* **TEXTAUSZUG**
+===+
»Wir müssen beim Patriarchat selbst ansetzen!«
„Wir müssen beim Patriarchat selbst ansetzen!“ Das sagt Frau Tchelebi, die Öffentlichkeitsarbeiterin des Autonomen Frauenhauses in Regensburg. Unsere Autorin hat mit ihr über die aktuelle Situation in Frauenhäusern und über ihre Arbeit gesprochen.
von Marie Odenthal
Lautschrift: Frau Tchelebi, wo befinden wir uns hier gerade?
Frau Tchelebi: Wir sitzen in unserer Beratungsstelle des Autonomen Frauenhauses. Hier kommen von Gewalt betroffene Frauen direkt zu uns oder kontaktieren uns per Telefon – und wir bieten hier in unseren Räumlichkeiten sofort Hilfe an. Die Beratung ist ebenso unsere Aufgabe wie die Beherbergung gefährdeter Frauen in dem Frauenhaus.
Lautschrift: Wie genau kann man sich denn dieses Haus vorstellen?
+===+
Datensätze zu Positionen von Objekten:
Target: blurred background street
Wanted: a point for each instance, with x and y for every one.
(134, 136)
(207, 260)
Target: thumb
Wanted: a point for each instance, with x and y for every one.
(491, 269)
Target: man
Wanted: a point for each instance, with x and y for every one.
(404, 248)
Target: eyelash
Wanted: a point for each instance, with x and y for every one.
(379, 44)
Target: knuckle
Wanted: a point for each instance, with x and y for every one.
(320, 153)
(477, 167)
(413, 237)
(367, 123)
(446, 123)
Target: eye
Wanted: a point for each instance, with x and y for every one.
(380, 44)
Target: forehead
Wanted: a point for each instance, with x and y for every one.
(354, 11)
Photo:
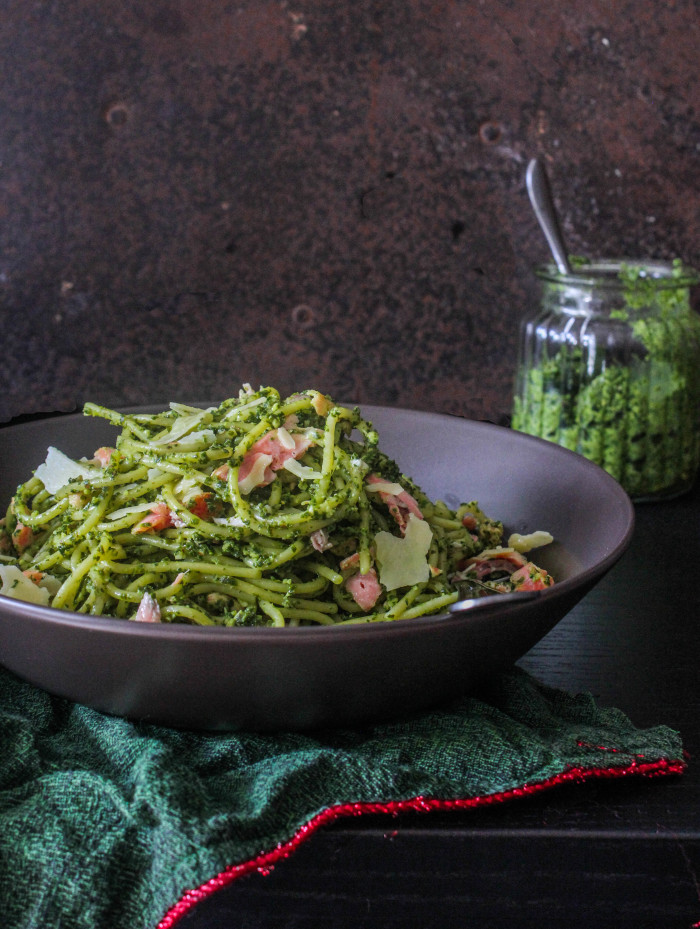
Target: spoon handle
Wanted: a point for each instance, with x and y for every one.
(541, 199)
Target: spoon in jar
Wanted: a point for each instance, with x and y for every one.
(540, 195)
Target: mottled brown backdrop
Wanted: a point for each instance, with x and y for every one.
(315, 193)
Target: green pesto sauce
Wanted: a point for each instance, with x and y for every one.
(638, 417)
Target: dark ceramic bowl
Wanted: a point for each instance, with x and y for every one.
(267, 679)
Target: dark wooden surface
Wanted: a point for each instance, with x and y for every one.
(306, 193)
(601, 854)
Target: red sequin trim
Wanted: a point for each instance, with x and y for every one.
(265, 862)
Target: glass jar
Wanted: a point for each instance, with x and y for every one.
(609, 367)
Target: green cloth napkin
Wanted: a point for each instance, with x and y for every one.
(108, 823)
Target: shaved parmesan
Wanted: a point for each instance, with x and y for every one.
(128, 510)
(59, 469)
(17, 585)
(524, 543)
(403, 560)
(384, 487)
(256, 475)
(181, 426)
(301, 471)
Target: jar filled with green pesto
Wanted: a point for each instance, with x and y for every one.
(609, 367)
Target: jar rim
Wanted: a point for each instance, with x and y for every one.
(605, 272)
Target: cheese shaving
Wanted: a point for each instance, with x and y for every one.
(384, 487)
(524, 543)
(403, 561)
(58, 470)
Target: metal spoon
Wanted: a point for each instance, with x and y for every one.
(541, 199)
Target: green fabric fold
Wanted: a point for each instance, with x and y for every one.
(107, 823)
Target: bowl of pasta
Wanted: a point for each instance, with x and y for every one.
(273, 562)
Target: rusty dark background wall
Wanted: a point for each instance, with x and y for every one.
(313, 193)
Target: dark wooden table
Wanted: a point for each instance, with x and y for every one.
(603, 854)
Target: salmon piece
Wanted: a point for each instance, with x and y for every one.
(530, 577)
(400, 505)
(364, 589)
(278, 449)
(204, 507)
(22, 536)
(34, 576)
(320, 540)
(159, 518)
(104, 455)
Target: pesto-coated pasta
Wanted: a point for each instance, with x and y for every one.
(262, 511)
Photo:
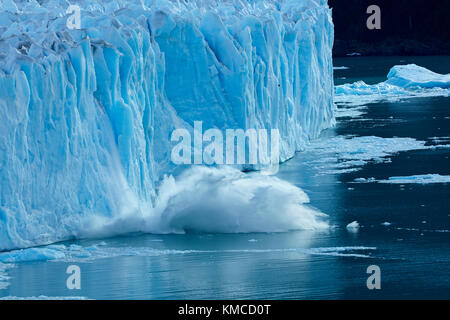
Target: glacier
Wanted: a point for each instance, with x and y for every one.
(87, 113)
(403, 82)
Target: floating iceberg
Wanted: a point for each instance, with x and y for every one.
(408, 81)
(418, 179)
(413, 76)
(87, 113)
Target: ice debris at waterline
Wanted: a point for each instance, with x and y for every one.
(87, 113)
(75, 253)
(345, 154)
(407, 81)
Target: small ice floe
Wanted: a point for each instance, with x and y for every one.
(364, 180)
(353, 227)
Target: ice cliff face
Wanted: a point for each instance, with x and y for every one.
(86, 115)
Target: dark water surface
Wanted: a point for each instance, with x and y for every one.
(413, 252)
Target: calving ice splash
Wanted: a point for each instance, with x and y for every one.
(87, 113)
(239, 147)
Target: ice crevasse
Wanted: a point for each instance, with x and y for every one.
(86, 114)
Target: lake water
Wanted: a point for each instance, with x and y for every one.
(404, 228)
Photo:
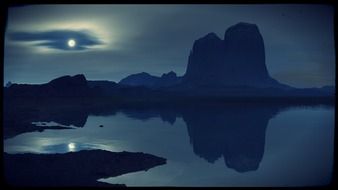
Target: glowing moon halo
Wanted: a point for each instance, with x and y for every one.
(71, 43)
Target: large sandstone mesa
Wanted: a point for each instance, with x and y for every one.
(239, 59)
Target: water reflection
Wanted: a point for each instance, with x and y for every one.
(225, 136)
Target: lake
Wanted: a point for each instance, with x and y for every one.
(236, 145)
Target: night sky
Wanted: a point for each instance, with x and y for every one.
(114, 41)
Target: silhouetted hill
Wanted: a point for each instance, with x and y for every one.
(65, 86)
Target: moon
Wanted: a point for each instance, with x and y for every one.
(71, 43)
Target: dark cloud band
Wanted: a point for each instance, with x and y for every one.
(57, 39)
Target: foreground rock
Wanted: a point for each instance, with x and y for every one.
(81, 168)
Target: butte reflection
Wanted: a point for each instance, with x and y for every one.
(236, 133)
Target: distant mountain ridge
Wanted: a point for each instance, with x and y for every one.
(237, 60)
(232, 67)
(150, 81)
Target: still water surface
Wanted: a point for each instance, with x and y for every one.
(240, 146)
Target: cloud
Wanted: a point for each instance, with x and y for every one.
+===+
* **FRAGEN UND AUFGABEN**
(1) Beantworte diese Fragen zum Frauenhaus-Interview, jeweils mit (a), (b), (c) gekennzeichnet:
(a) Welche Funktion hat Frau Tchelebi im Autonomen Frauenhaus?
(b) Wer hat das Gespräch mit ihr geführt?
(c) Welche zwei Aufgaben des Frauenhauses nennt sie in ihrer ersten Antwort?
(2) Bitte setze das Frauenhaus-Interview fort, beginnend mit Frau Tchelebis Antwort auf die letzte Frage.
Die Daten sind eigenständiges Material und gehören nicht zum Frauenhaus-Interview.

* **LÖSUNGEN**
(1)
(a) Sie ist die Öffentlichkeitsarbeiterin des Autonomen Frauenhauses in Regensburg.
(b) Marie Odenthal.
(c) Die Beratung und die Beherbergung gefährdeter Frauen im Frauenhaus.

(2)
Frau Tchelebi: Wir können zwölf Frauen gemeinsam mit ihren Kindern unterbringen. Dabei hat jede kleine Familie ein Zimmer, Bad und Küche teilen sich im Haus alle. Seit neuestem gibt es auch einen Wohn- und Kinderbereich, der die enge Wohnsituation für alle ein wenig entzerrt. Zusätzlich haben wir noch eine weitere Wohnung, in der Platz ist – zum Beispiel für Jungs über vierzehn Jahren, dazu aber später mehr.
Lautschrift: Und was geht dort so vor sich?
Frau Tchelebi: Eigentlich sagt das Stichwort »autonom« in unserem Namen es schon – wir versuchen dabei zu helfen, den Bewohner:innen und ihren Kindern ein eigenständiges Leben zu ermöglichen. Dabei assistieren wir natürlich, zum Beispiel bei bürokratischen Fragen, bei der Job- und Wohnungssuche oder auch, wenn es um medizinisch- psychologische Hilfe geht.
Lautschrift: Wer ist denn »wir«?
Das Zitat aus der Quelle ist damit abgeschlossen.